### [Material]
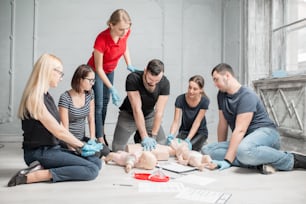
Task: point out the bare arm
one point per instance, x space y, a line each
98 56
242 123
159 112
196 124
127 57
222 128
91 120
136 104
63 112
58 130
176 121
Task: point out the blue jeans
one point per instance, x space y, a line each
126 126
63 164
102 95
259 147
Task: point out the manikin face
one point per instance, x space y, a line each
147 160
221 80
120 29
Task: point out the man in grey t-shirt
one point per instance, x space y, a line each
254 140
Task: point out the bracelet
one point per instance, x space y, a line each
228 161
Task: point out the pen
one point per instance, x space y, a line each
122 184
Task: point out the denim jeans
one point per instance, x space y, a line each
259 147
102 95
126 126
63 164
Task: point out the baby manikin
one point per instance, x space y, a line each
141 159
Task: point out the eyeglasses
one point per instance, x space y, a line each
92 81
59 72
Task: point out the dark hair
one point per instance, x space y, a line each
222 68
155 67
80 73
198 79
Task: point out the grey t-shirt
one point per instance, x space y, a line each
243 101
76 116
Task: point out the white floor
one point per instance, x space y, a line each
244 185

### [Given task]
Copy out every line of the entries above, leaving the pictures out. Scale each x and y coordinate of the points by 1.55 and round to the nearest whole number, with halves rounding up.

### [Answer for this exercise]
Task: point out the bare arm
one point per instance, x space y, a line each
152 87
375 191
246 174
304 192
197 88
344 198
141 186
211 161
98 174
90 202
273 188
Task: point out the blue jeans
one point per instance, x space y, a line each
195 195
98 254
158 147
401 228
Task: point out the manikin face
one point per instance, x space y, a line each
228 248
343 124
186 45
Task: point out the man in grey t-shirt
one point per instance, x space y, a line each
394 217
Task: point out the bracelet
one point per instance, x space y, a line each
353 250
Task: point out the pen
one point per instance, x space y, a line each
189 285
Task: point out the denim jeans
one point per instance, x space y, a line each
401 228
158 147
195 195
98 254
Task: point out the baby manikin
one point per instance, x space y, a line each
219 246
Task: point out the eyeglasses
one point per instance, x space y, a line each
143 126
91 112
Task: point out the dark hair
one point per instance, x space y, a line each
344 105
240 104
124 113
307 122
Task: point out the grey t-shirt
one point per instance, x space y, a line each
377 157
118 180
Task: point out the white floor
one point per instance, x space y, a line each
378 287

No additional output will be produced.